Material start

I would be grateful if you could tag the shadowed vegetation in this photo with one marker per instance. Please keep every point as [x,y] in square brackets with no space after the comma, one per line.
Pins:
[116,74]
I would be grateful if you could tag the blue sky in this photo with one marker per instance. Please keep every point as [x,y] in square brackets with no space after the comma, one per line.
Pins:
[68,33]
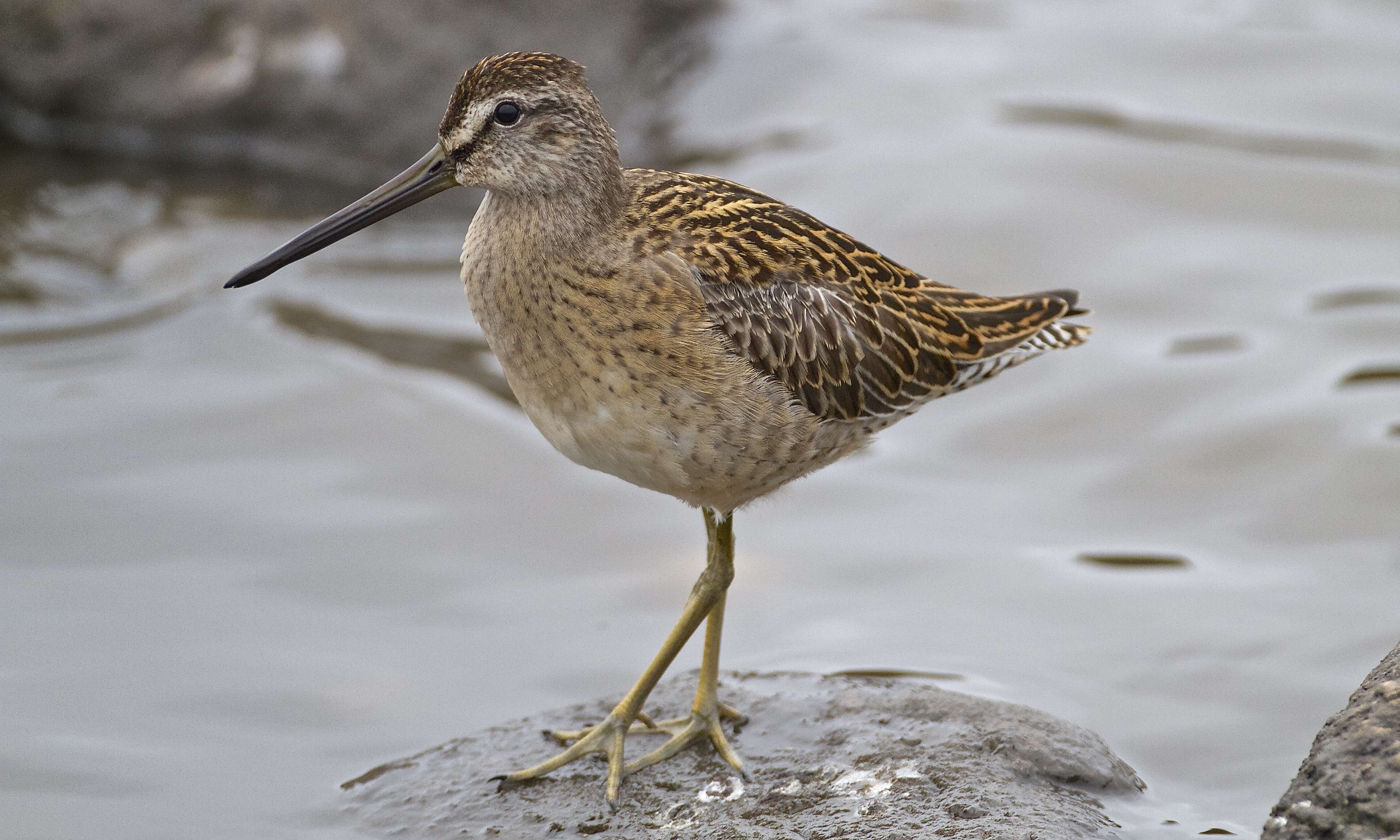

Material end

* **Set task**:
Can you give every line of the listing above as a numbered list, skipping blank lines and leaving the picture out?

* **In response**:
1. I would be grateful if you could tag the shadowed vegetation in this photo with one marker per instance. Please keep every point as [x,y] in square brackets with no space after the comma, one per line.
2. Pins:
3. [116,74]
4. I would be grateful if you could tag the blue sky in this photo with one marker per instance. Please keep every point as [x,y] in square brackets with no space after the comma, one per line.
5. Pins:
6. [68,33]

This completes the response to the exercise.